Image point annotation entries
┌──

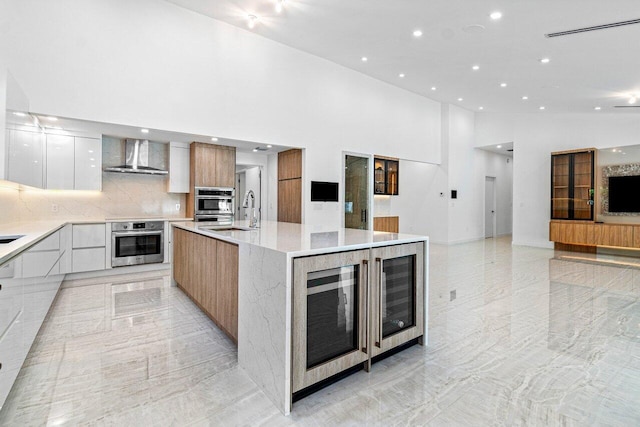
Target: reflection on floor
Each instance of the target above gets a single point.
(527, 337)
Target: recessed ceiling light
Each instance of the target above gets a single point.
(252, 20)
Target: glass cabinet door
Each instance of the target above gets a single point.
(396, 290)
(329, 315)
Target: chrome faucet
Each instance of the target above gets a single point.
(253, 219)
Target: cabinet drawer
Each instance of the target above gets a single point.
(88, 235)
(39, 264)
(11, 300)
(48, 244)
(90, 259)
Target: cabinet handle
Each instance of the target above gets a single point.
(365, 264)
(379, 342)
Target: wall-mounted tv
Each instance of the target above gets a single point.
(324, 191)
(624, 193)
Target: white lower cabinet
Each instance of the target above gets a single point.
(88, 247)
(88, 259)
(28, 285)
(352, 306)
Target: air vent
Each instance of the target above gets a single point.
(597, 27)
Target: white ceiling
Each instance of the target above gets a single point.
(586, 70)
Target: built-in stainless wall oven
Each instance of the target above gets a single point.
(135, 243)
(214, 204)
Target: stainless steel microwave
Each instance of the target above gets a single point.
(214, 201)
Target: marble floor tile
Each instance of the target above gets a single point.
(517, 336)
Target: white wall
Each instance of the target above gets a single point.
(535, 136)
(150, 63)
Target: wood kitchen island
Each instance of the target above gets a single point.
(304, 303)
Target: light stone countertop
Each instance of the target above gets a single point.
(35, 231)
(299, 239)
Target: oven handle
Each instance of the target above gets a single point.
(135, 233)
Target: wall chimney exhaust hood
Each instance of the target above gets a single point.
(137, 159)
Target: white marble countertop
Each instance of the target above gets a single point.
(34, 231)
(299, 239)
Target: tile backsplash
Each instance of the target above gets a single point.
(122, 195)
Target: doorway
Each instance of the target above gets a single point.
(356, 192)
(248, 178)
(489, 206)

└──

SET EXERCISE
Switch every "instance" in the records above to "occurrence" and leave all other text unchanged. Omit the pictures from your answer.

RIGHT ANSWER
Target: reflection on floor
Each occurrence of the target above gets a single point.
(527, 337)
Target: recessed ceiling light
Each occurrence of the target above gets a single point.
(252, 20)
Target: glass cabinet door
Each occurrence of the target above gets a single point.
(396, 290)
(329, 315)
Target: chrome faucet
Each occurrence of the target above gets a single point.
(253, 219)
Target: cabinet drawer
Each occurrence of the target above gets a single point.
(88, 235)
(39, 264)
(11, 300)
(48, 244)
(90, 259)
Target: cabinet handle
Each occurrence of the target above gets a single point.
(365, 264)
(379, 342)
Target: wall-mounted tv
Each occurrence of the target above gets a single point.
(324, 191)
(624, 193)
Target: white lower cabinet
Each occurrence of the target above gets a single point.
(88, 247)
(88, 259)
(28, 285)
(352, 306)
Target: air vent
Each occurrence of the target above gets a single point.
(597, 27)
Target: white ceiling
Each occurrence of the target above gets a single point.
(586, 70)
Target: built-in stainless wall oven
Each occurrence of the target above gets a single point.
(135, 243)
(214, 204)
Target: stainless steel microwave
Each occurrence of the target above gets a single point.
(214, 201)
Target: marble floor tile
Each occurrence of the target above gets a single point.
(517, 336)
Target: white wall
Each occurrence of the target above gets a single point.
(535, 136)
(150, 63)
Target: wood kitchen island
Each occurrence of the target above gets a single point.
(304, 303)
Target: light stone countertop
Each occurrence of the target above gets a single point.
(35, 231)
(299, 239)
Target: oven handle
Each occurrence of the target above gets a single point.
(135, 233)
Target: wall chimney exhaust hood
Each occurrence of the target above gets a single point.
(137, 159)
Target: white marble countertop
Each occurrence of the target above gets a single point.
(34, 231)
(299, 239)
Target: tile backsplash
Each occurrence of the target above gets a single point.
(122, 195)
Target: doorway
Each occurrence of the target above gets a single point.
(356, 192)
(248, 178)
(489, 206)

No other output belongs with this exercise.